#### Quoted passage

That recognition prompted her to enroll in a master of fine arts in photography program at George Washington University, where her mentor Ray Metzker “understood that I was interested in photography as a way to allude to emotions, sensations and a psychological world not so easily accessible.”
From “barquitos from the archive (…who do you miss the most?),” archival pigment print on Epson Transparency Film and lightbox, 2019.
Courtesy of the artist
Literature, especially the works of Marcel Proust and Jorge Luis Borges, inspired her, too, Hasbun said, and thus, “photography became a powerful language for me — to try to describe a world underneath the surface of things, while paying attention, looking and recording the sensuality and presence of worlds around and within us.
“Photography would soon become not only a vehicle to express who I was, but a refuge against silence and forgetting, where I could construct my own sense of identity, memory and place in the world.”
What Hasbun finds compelling about photography is its “ability to capture the light that bounced off a person that is no longer there as the most poignant metaphor for our plight and existence. Everything changes, loss and death are part of the life that we hold so dear,” she explained. “Yet, we mark our presence, we document, we connect, we build a life and our histories with both the riches and the secrets that we receive, carry and pass on.”

########

What is needed:
Using the passage about Hasbun's photography above, judge whether each statement agrees with it. Answer yes or no for each, and quote the words from the passage that decide it. 1. Hasbun's mentor in the photography program at George Washington University was Ray Metzker. 2. The works of Marcel Proust and Jorge Luis Borges inspired Hasbun. 3. Hasbun calls photography a refuge against noise and crowds.

#### Dataset rows

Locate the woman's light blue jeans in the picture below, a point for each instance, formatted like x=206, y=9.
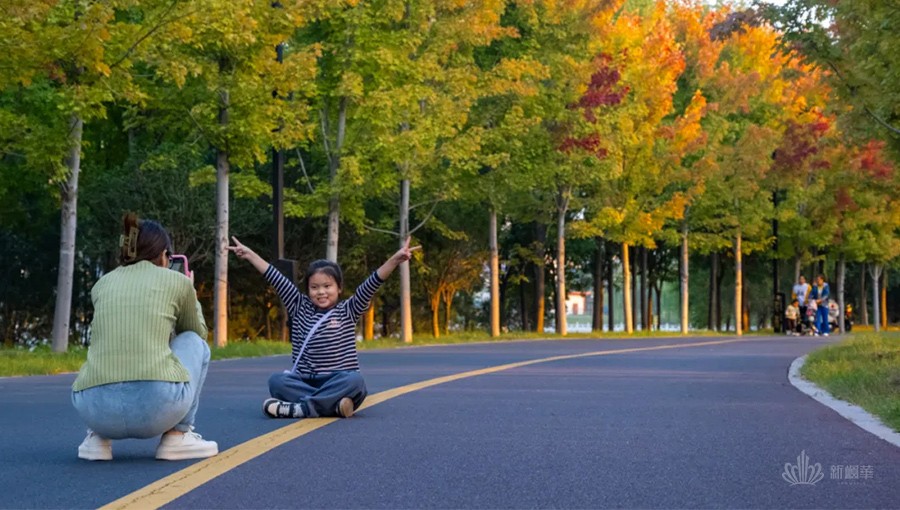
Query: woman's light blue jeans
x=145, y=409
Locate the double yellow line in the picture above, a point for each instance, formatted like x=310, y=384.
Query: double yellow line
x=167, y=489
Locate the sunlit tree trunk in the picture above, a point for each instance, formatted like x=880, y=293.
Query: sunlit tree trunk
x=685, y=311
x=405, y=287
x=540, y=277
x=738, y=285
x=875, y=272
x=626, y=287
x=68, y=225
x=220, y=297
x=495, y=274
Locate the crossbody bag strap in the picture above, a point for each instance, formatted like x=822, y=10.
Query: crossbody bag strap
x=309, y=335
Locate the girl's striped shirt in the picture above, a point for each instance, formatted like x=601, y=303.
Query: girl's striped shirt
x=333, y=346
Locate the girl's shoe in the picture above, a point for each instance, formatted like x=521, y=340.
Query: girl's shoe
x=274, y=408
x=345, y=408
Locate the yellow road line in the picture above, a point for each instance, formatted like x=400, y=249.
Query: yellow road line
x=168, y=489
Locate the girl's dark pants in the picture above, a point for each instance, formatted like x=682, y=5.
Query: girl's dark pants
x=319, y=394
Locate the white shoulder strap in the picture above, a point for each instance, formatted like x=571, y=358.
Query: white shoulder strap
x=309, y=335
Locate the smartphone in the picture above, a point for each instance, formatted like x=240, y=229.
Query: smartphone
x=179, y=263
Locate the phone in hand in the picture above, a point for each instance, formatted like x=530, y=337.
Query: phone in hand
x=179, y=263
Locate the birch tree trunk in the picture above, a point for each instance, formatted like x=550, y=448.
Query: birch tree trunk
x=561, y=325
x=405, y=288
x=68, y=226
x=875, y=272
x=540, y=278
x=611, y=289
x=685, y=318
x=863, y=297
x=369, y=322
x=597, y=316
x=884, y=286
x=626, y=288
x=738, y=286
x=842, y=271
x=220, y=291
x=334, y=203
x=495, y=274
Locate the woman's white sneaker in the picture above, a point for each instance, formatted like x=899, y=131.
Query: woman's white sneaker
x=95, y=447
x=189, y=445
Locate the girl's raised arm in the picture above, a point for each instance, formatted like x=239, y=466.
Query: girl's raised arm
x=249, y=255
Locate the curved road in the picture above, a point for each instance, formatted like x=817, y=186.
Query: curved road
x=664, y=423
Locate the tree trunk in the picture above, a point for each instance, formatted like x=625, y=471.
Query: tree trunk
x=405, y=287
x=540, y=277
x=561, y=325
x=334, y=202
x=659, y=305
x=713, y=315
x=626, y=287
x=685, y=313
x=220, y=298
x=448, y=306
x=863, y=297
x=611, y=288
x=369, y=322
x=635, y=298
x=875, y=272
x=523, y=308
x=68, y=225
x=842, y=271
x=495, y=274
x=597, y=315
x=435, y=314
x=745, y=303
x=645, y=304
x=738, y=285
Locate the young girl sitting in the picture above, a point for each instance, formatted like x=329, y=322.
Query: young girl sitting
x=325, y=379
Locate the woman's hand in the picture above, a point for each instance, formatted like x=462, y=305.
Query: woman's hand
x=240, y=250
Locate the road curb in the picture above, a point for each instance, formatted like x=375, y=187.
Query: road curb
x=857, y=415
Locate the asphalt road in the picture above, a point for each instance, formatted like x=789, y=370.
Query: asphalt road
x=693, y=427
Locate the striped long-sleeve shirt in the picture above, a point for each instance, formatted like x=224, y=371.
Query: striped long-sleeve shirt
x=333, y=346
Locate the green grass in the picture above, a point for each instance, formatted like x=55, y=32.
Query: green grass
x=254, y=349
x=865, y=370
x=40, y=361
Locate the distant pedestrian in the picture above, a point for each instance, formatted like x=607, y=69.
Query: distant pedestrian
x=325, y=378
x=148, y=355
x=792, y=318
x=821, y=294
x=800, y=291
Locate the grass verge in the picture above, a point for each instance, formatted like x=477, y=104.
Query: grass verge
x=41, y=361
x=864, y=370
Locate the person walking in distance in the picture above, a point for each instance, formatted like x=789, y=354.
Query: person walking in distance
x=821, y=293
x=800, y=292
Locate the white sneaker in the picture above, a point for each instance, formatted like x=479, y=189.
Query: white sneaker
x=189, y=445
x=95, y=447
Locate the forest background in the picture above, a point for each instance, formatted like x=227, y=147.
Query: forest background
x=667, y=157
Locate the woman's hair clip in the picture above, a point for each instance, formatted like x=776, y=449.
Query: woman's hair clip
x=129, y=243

########

Problem solution:
1. Yes: "where her mentor Ray Metzker"
2. Yes: "Literature, especially the works of Marcel Proust and Jorge Luis Borges, inspired her, too"
3. No: "a refuge against silence and forgetting"